◆ WHAT NEEDS TO BE DONE: An exact reproduction of all the entries below is required.

Referring expression data:
__________________________________________________
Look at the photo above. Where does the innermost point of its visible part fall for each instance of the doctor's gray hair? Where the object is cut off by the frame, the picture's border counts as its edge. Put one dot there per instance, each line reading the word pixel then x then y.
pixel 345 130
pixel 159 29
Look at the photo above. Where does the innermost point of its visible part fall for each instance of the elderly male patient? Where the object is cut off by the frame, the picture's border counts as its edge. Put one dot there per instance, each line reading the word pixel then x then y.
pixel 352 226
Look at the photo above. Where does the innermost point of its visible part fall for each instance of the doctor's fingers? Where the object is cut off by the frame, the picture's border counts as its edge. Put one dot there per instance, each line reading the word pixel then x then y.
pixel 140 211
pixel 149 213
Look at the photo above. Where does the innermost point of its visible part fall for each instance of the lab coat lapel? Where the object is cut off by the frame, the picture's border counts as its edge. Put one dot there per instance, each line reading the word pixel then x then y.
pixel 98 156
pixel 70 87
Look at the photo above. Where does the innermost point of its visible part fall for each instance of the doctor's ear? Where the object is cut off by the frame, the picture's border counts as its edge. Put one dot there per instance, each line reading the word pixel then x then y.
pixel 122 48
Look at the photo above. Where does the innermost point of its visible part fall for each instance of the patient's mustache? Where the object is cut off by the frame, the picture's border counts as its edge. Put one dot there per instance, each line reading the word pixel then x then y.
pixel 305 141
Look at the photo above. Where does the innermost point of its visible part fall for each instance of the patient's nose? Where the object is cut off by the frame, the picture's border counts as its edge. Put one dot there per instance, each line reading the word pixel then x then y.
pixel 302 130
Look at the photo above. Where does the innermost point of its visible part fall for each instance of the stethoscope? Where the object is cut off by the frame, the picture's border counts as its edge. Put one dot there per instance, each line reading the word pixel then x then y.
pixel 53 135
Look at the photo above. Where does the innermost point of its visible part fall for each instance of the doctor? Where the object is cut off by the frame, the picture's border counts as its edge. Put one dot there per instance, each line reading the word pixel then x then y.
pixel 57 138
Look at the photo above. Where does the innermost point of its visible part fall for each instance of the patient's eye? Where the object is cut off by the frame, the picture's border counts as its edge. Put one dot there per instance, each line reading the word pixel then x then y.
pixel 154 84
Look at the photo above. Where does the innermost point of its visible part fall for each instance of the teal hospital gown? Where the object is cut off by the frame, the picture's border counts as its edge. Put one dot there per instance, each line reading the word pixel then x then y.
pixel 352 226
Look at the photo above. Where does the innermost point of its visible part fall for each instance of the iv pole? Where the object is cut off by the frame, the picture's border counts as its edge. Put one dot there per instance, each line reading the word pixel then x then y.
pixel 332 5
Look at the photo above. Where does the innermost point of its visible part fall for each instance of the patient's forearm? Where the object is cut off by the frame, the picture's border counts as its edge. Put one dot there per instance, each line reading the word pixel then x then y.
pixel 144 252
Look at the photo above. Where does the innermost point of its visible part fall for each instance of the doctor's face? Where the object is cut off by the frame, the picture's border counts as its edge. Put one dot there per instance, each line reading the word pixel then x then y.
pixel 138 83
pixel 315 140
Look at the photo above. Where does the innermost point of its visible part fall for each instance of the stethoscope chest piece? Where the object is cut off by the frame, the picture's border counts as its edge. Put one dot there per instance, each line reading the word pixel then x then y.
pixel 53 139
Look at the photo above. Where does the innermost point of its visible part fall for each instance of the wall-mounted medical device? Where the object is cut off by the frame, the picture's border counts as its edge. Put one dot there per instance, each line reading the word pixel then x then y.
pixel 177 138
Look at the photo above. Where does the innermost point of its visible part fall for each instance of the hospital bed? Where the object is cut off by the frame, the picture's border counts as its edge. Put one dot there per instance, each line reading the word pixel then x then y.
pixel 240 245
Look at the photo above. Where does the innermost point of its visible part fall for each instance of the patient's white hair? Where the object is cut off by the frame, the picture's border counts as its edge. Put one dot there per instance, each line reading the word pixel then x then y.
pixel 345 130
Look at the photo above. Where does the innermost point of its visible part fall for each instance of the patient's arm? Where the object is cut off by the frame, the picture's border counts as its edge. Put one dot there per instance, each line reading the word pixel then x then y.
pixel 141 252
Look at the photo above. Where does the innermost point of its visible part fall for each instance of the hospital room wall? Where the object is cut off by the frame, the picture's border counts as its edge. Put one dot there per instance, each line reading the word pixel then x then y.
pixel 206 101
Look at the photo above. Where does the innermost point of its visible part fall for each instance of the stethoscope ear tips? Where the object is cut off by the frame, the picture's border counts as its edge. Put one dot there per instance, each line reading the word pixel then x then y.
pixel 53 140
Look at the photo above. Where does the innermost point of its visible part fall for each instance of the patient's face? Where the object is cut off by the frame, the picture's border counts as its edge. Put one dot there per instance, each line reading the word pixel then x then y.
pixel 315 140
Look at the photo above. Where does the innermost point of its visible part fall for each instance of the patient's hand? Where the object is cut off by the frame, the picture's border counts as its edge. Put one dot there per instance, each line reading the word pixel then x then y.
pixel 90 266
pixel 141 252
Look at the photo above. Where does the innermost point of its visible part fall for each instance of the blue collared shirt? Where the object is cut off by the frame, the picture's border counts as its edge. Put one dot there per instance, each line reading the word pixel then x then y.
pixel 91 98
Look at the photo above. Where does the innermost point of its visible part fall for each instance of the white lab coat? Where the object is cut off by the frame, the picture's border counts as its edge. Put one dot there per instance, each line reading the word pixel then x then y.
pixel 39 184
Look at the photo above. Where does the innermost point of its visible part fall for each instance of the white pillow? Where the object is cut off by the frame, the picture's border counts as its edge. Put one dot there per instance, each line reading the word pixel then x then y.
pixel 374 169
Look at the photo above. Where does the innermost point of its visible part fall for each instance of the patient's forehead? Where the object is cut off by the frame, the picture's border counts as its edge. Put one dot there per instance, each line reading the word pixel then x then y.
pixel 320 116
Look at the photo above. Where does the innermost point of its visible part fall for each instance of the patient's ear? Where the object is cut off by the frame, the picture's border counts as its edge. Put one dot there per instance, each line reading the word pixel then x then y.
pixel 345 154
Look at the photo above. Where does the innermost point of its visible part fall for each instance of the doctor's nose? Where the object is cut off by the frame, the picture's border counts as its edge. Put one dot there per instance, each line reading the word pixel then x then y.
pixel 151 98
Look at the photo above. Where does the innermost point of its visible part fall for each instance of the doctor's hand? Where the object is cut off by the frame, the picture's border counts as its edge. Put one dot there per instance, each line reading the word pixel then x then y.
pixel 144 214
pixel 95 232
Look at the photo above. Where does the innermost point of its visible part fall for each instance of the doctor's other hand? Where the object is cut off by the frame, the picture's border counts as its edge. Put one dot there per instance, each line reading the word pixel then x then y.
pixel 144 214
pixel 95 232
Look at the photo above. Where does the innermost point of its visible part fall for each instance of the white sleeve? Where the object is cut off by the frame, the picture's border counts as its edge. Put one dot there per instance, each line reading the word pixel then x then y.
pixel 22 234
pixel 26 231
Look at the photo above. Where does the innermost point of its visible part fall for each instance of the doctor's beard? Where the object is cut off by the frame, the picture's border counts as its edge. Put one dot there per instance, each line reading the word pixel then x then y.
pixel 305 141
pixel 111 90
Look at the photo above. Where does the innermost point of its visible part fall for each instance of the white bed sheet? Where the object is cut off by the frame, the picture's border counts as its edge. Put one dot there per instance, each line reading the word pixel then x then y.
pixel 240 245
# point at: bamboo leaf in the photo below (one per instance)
__________________________________________________
◆ REPLY:
Look at the photo above. Where does the innermost point of its visible part fall for each instance of the doctor's gray hair? Where the object is cut off by the frame, the picture's border counts as its edge. Put one dot there per instance, each line reading the word pixel then x then y.
pixel 345 130
pixel 159 29
Look at the photo above. Where does the innermost point of its visible part fall for each instance of the elderly male patient? Where the object is cut off by the frame, the picture's border counts as its edge. Put one dot there per instance, each line reading the word pixel then x then y.
pixel 352 226
Look at the photo above. Where does the innermost point of its visible part fall for each instance of the doctor's fingers? Where the object is cut off by the frame, the picture's border counts as its edge. Put one dot there per instance, each line reading the word pixel then x then y.
pixel 140 211
pixel 149 213
Look at the photo above. Where does the innermost point of its visible part fall for each instance of the lab coat lapel? Where the object is cut off by the frame, the picture's border counts as its edge. Put one dot there per instance, each line reading the word pixel then x then y.
pixel 98 156
pixel 70 87
Look at the photo above. Where does the innermost point of its visible part fall for each instance of the doctor's ear? Where the object is cut off by the frame, the picture's border counts as its edge. Put one dot there per instance, each line reading the word pixel then x then y.
pixel 122 48
Look at the photo above. Where does the innermost point of its visible part fall for each instance of the patient's mustache? Where the object is cut off by the frame, the picture's border counts as its edge. Put one dot there per instance, each line reading the word pixel then x then y.
pixel 305 141
Look at the photo above. Where does the innermost point of its visible part fall for each instance of the patient's nose? Where the object is cut off by the frame, the picture's border counts as its edge. Put one dot there per instance, each line reading the word pixel then x then y.
pixel 302 130
Look at the photo above. Where does the innermost point of its visible part fall for each instance of the stethoscope? Where the object is cut off by the frame, the picture's border counts as its edge. Put one dot there per instance, each line reading the word pixel then x then y.
pixel 53 135
Look at the photo above. Where does the innermost point of its visible part fall for each instance of the doctor? Where the object is cut off by the frame, the picture's border counts as its edge. Put one dot there per instance, each line reading the word pixel then x then y.
pixel 57 138
Look at the photo above. Where does the innermost point of its visible part fall for each instance of the patient's eye? Where the object is cut off by the frame, the picture's border counts as its edge. Put one dot there per instance, each line reading the word pixel then x then y.
pixel 154 84
Look at the photo above. Where does the innermost point of its visible part fall for each instance of the teal hospital gown? Where the object is cut off by the frame, the picture's border counts as its edge. Put one dot there per instance, each line reading the word pixel then x then y.
pixel 352 226
Look at the photo above. Where does the innermost point of its visible part fall for each instance of the iv pole? Where the object is cut off by the frame, the picture's border counts as its edge. Put one dot there per instance, each line reading the word pixel then x then y.
pixel 332 5
Look at the photo above. Where does the innermost point of its visible part fall for each instance of the patient's forearm? Where the object is cut off by the frame, the picture's border counts as its edge. Put one dot there per instance, each line reading the word pixel then x then y.
pixel 144 252
Look at the photo above. Where does the innermost point of its visible part fall for each instance of the doctor's face? Where the object is cut off by the frame, the picture's border counts as its edge. Put one dot there per instance, each line reading the word pixel then x then y.
pixel 138 83
pixel 315 140
Look at the photo above. Where does the innermost point of its visible part fall for each instance of the stethoscope chest piece? Where the object is cut off by the frame, the picture's border counts as its edge. Put one dot there per instance, each line reading the word pixel then x then y.
pixel 53 139
Look at the photo above. Where does the innermost point of its visible part fall for each instance of the wall-mounted medical device? Where the object is cut off by the frame, the picture's border counts as its edge. Put one dot there per instance, each line reading the word pixel then x then y.
pixel 177 138
Look at the photo above. Where does the innermost point of its visible part fall for each instance of the hospital bed? Where the object is cut off by the frame, the picture's border counts as its edge. Put one dot there per instance, each line reading the word pixel then x then y.
pixel 240 245
Look at the photo above. Where does the innermost point of its visible part fall for each instance of the patient's white hair? Where the object is cut off by the frame, the picture's border counts as its edge. Put one dot there per instance, each line reading the word pixel then x then y.
pixel 345 130
Look at the photo above. Where does the innermost point of its visible part fall for each instance of the patient's arm? Where the object is cut off by the frame, the picture's border counts as its edge. Put one dot there per instance, each line reading the word pixel then x then y.
pixel 141 252
Look at the photo above. Where does the innermost point of its visible part fall for each instance of the hospital room wall? Where the object is cut off by the frame, the picture's border counts as its edge. Put one dot there per instance, each line reading the word pixel then x then y.
pixel 206 101
Look at the photo above. Where does the innermost point of its visible part fall for each instance of the stethoscope ear tips? Where the object is cut off by the frame, the picture's border counts as its edge. Put one dot there per instance, each line reading the word pixel then x then y.
pixel 53 140
Look at the photo above. Where does the innermost point of its visible part fall for each instance of the patient's face? Where the object is cut off by the frame, the picture's border counts as its edge. Put one dot there per instance, each line reading the word pixel then x then y.
pixel 315 140
Look at the photo above. Where does the innermost point of its visible part fall for each instance of the patient's hand? Where the object is cut off by the frame, the picture's border counts as its edge. Put one dot there per instance, each line reading the word pixel then x then y.
pixel 90 266
pixel 141 252
Look at the photo above. Where does the innermost point of its visible part fall for each instance of the blue collared shirt? Where the object is cut off by the frame, the picture's border counts as its edge. Put one dot there per instance, each line reading the word pixel then x then y.
pixel 91 98
Look at the photo above. Where does the innermost point of its visible part fall for each instance of the white lab coat? Where the object is cut off by the frame, the picture's border counts as its edge. Put one dot there per instance, each line reading the word pixel then x then y.
pixel 39 184
Look at the photo above. Where does the innermost point of its visible part fall for each instance of the white pillow? Where the object is cut off by the frame, the picture's border counts as its edge. Put one dot there per instance, each line reading the word pixel then x then y.
pixel 374 169
Look at the photo above. Where does the innermost point of its visible part fall for each instance of the patient's forehead? Where the object is cut off by the frame, the picture's border counts as its edge. Put one dot there per instance, each line reading the word pixel then x then y.
pixel 320 116
Look at the photo above. Where does the innermost point of its visible part fall for each instance of the patient's ear? Where the object is cut off by the frame, the picture's border counts as its edge. Put one dot there per instance, each line reading the word pixel then x then y.
pixel 345 154
Look at the photo above. Where does the innermost point of its visible part fall for each instance of the doctor's nose? Where the object is cut off by the frame, the picture's border counts as its edge. Put one dot there per instance, each line reading the word pixel then x then y.
pixel 151 98
Look at the photo above. Where does the innermost point of its visible part fall for each instance of the doctor's hand? Where the object is cut off by the frame, the picture's border counts as its edge. Put one dot there per instance, each line reading the word pixel then x then y.
pixel 144 214
pixel 95 232
Look at the photo above. Where does the innermost point of its visible part fall for each instance of the doctor's other hand? Where the object is cut off by the frame, the picture's border counts as its edge. Put one dot there per instance, each line reading the word pixel then x then y.
pixel 144 214
pixel 95 232
Look at the photo above. Where does the innermost point of its visible part fall for each instance of the white sleeve? Where the object is cut off by the frame, the picture's border counts as its edge. Put one dot there per instance, each line reading the word pixel then x then y.
pixel 22 234
pixel 26 231
Look at the photo above. Where does the innermost point of its visible part fall for each instance of the doctor's beard? Where the object is cut off by the frame, the picture's border counts as its edge. Put one dot there per instance, each line reading the word pixel then x then y.
pixel 305 141
pixel 111 90
Look at the photo above. Where does the innermost point of its visible part fall for each instance of the white bed sheet? Where the object is cut off by the frame, the picture's border counts as its edge. Put one dot there per instance, each line reading the word pixel then x then y.
pixel 240 245
# point at: bamboo leaf in the photo below (one per instance)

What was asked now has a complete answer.